In the data below, start at the line containing "In this exercise you will indicate the sky" and quote each line word for word, ending with the line containing "106), (54, 138)]".

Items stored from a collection
------------------------------------------------------------------------

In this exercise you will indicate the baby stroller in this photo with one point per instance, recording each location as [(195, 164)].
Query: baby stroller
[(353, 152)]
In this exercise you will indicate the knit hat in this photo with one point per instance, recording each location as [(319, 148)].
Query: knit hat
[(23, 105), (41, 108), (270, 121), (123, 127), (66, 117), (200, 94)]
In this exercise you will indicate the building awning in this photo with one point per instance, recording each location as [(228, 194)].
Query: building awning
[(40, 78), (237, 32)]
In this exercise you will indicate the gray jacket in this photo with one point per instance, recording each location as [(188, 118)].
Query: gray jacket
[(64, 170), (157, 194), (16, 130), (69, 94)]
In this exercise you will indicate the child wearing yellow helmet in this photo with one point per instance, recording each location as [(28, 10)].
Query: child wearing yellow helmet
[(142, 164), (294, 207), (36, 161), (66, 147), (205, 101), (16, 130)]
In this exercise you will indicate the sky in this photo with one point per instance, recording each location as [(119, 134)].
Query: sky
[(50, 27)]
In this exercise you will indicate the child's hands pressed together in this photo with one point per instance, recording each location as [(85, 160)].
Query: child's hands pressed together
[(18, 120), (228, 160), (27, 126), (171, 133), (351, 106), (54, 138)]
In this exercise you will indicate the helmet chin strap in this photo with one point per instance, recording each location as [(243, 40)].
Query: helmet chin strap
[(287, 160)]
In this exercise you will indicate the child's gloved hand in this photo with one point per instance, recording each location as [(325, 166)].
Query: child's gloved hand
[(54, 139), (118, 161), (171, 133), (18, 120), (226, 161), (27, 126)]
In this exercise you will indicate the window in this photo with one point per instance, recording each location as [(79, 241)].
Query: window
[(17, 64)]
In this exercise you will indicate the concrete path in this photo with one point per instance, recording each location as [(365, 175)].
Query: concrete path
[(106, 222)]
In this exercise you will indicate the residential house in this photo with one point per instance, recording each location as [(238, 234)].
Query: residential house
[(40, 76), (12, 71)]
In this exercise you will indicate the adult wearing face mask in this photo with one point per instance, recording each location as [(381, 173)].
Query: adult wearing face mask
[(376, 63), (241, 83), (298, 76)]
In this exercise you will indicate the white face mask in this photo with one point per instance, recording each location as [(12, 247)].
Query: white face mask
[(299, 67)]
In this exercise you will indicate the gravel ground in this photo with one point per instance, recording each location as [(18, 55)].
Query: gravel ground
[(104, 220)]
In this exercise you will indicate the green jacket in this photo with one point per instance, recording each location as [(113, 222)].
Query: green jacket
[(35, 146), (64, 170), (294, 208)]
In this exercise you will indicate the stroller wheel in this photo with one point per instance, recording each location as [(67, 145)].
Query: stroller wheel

------------------------------------------------------------------------

■ **Answer to this task**:
In this exercise you will indicate the sky in this photo with one point per instance, recording each location as [(119, 134)].
Query: sky
[(50, 27)]
In this exercise you will indicate the child's hands pressed together in this photo with one point per instance, recording each location as [(85, 160)].
Query: child's hands pressed together
[(18, 120), (228, 160), (27, 126), (171, 133), (351, 106), (54, 138)]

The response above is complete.